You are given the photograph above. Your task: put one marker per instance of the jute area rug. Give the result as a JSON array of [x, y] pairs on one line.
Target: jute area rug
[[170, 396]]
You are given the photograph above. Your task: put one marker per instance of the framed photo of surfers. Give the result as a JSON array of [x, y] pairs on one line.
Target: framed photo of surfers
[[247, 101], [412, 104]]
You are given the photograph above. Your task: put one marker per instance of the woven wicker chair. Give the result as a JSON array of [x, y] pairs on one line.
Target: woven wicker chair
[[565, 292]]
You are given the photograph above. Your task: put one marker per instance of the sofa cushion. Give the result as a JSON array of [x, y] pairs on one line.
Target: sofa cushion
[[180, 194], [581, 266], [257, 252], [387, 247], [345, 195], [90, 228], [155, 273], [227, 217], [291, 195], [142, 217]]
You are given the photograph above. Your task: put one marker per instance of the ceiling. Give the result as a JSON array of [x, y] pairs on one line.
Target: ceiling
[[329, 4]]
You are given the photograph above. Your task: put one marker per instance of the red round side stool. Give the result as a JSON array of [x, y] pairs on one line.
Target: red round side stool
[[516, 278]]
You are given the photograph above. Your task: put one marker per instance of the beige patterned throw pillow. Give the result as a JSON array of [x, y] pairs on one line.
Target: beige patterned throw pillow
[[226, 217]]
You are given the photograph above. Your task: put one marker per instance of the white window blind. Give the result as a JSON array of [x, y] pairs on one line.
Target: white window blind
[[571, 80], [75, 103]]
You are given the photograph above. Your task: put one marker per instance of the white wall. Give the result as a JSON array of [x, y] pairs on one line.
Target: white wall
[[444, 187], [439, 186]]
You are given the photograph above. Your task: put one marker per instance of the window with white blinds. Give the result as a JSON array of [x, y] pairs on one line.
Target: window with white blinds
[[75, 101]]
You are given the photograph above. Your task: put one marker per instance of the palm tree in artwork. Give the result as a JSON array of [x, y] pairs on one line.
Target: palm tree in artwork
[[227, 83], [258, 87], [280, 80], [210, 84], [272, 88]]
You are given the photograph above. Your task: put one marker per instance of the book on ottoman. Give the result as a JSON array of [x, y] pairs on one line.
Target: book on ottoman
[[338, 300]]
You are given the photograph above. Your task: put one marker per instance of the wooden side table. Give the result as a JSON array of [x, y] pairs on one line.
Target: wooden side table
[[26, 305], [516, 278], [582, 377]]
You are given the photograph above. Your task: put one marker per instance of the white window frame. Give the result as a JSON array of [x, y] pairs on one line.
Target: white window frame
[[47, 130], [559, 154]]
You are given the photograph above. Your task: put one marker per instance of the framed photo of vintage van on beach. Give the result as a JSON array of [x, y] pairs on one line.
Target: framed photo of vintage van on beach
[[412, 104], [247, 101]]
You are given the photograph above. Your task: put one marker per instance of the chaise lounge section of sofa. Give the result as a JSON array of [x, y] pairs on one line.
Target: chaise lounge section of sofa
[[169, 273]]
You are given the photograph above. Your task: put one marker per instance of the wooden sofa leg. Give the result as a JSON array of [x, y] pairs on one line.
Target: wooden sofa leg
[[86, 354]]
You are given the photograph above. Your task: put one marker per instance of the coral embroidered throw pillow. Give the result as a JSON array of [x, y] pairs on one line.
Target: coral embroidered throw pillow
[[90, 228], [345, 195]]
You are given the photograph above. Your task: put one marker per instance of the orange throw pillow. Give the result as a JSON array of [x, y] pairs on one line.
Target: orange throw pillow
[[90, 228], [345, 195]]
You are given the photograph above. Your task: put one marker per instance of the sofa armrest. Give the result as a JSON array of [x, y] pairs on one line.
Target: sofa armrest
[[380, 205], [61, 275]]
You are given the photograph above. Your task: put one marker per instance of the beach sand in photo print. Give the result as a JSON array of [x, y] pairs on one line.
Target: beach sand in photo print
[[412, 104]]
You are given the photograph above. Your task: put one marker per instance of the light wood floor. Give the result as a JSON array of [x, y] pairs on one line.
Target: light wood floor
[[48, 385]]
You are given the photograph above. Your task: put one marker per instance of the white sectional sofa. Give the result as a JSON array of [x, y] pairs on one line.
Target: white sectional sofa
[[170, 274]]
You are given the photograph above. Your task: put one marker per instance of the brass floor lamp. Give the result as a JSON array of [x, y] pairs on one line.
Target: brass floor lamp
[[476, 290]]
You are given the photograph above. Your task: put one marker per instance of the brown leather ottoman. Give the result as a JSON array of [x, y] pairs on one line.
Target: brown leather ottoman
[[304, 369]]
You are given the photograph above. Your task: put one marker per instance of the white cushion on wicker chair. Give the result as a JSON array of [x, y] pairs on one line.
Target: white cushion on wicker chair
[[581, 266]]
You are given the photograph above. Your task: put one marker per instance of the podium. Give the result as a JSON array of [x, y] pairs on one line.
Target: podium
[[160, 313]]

◇ ◇ ◇ ◇

Repeat the listing above in full.

You are given the photograph above. Your task: put one marker per instance of the jute area rug. Give the result as a JSON array of [x, y] pairs on one line.
Target: jute area rug
[[170, 396]]
You are given the photograph above. Your task: put one marker per instance of the framed photo of surfers. Give the result as a JSON array of [x, y] pairs on one line.
Target: framed photo of surfers
[[247, 101], [412, 104]]
You are given the photograph above. Your task: put one marker per instance of the woven wicker chair. Give the result as a JSON array of [x, y] pairs on one line.
Target: woven wicker chair
[[565, 292]]
You are given the photograph above. Your task: put one marker per instance of the sofa cushion. Give the result as a JSON array of [x, y] pairs on one line.
Target: sofa cushion
[[180, 194], [581, 266], [257, 252], [387, 247], [345, 195], [90, 228], [155, 273], [227, 217], [291, 195], [142, 217]]
You are given the photograph above. Your task: put one marker per instance of the ceiling. Give the result as a JSON array of [x, y] pairs on one line.
Target: ceiling
[[329, 4]]
You are given the photograph above. Your task: put one marker per instance of the red round side stool. Give the result as a JSON array of [x, y] pairs on one line.
Target: red round side stool
[[516, 278]]
You are given the photograph above. Your task: put one marker per instance of the beige patterned throw pillow. Give the result as a JSON array of [x, y] pairs on one line.
Target: beige patterned throw pillow
[[226, 217]]
You are given the photograph above. Your task: put one marker per instance of the white window blind. Give the result as a JSON array of [x, y] pairs on one line.
Target: white window blind
[[571, 80], [75, 103]]
You are given the photograph above. Your task: put one marker per instance of the white wall. Give the result as a JSON array of [x, y] pairs on one line.
Target: white wall
[[444, 187], [439, 186]]
You are given the photograph above. Your task: put one marker per instance of the window with white blinds. Give the result as a JSON array of [x, y] pairs on one line.
Target: window with white blinds
[[75, 101]]
You are given the photograph above. Your task: put one marker per instance of the palm tree in artwork. Give the result as a JSON array of [x, y] pairs on one line.
Target: palm tree in artwork
[[227, 83], [258, 87], [280, 80], [210, 84], [272, 88]]
You are given the photograph above. Your task: put one marker per instance of the book on ottoman. Give the result as a JSON array of [x, y] pairs on one line.
Target: book on ottoman
[[338, 300]]
You are given the photograph above. Your task: put one marker per instance of the wooden side table. Give the result as a JSON array of [x, y] pairs on one line.
Target: wooden side table
[[26, 305], [516, 278], [582, 377]]
You are given the photograph above. Your task: put one marker per instance of the white window frame. Give the result as a JSON array of [x, y] pairs on one line.
Target: white window frame
[[47, 130], [559, 154]]
You are given the photograph above. Your task: put one marker per instance of the framed photo of vintage van on beach. Give the result as a JSON array of [x, y] pairs on one line.
Target: framed photo of vintage van on beach
[[412, 104], [247, 101]]
You are given the photograph above. Your task: put one marker per instance of the chaise lounge section of sofa. Give the result as a JSON array of [x, y] pairs on one line.
Target: chaise lounge section of sofa
[[169, 273]]
You are given the photograph above. Your task: put one marker per instance of the wooden sofa leg. Give the result as a JSON array of [x, y] pairs on one line.
Target: wooden sofa leg
[[86, 354]]
You are given the photograph above. Your task: put one marker per instance of the coral embroidered throw pillow. Give the result as a JSON array of [x, y] pairs on one line.
Target: coral embroidered throw pillow
[[90, 228], [345, 195]]
You are given the photograph above. Your task: put one marker per instance of the orange throw pillow. Give the result as a JSON array of [x, y] pairs on one line.
Target: orange throw pillow
[[90, 228], [345, 195]]
You are given the photograph above. Your task: put one marker per instance of the sofa armrest. Give the result as a JSON array of [x, y] pairs on one line.
Target: sofa armrest
[[380, 205], [61, 275]]
You are given the photograph above. Your task: put one marker per instance of the beach sand in photo print. Give the result as a JSON array of [x, y] pairs on one line.
Target: beach sand in photo print
[[412, 104]]
You are given the photograph above. Your task: put one marker per instance of the light wood floor. Give the result as a JSON array of [x, y] pairs on one line.
Target: light wood floor
[[48, 385]]
You are given the photograph above. Your task: put one marker per instance of the white sectional sofa. Give the result as a JSON array of [x, y] pairs on one line.
Target: white sectional sofa
[[170, 274]]
You are given the photograph above. Your task: put one marker per instance of the brass floor lamp. Give the result as a JSON array of [x, y] pairs on one line.
Target: brass floor lamp
[[476, 290]]
You are given the photograph above. Your task: put one marker per instance of the brown leather ottoman. Give the result as a JSON array of [x, y] pairs on one line.
Target: brown leather ottoman
[[304, 369]]
You are given the photograph above. Your task: put one marker per instance of the white cushion on wicker chair. Give the result as a JSON array of [x, y] pairs on one line.
Target: white cushion on wicker chair
[[581, 266]]
You are given the photograph above. Your task: put one marker per instance of the podium. Give the result as a JSON array of [x, y] pairs on one line.
Target: podium
[[160, 313]]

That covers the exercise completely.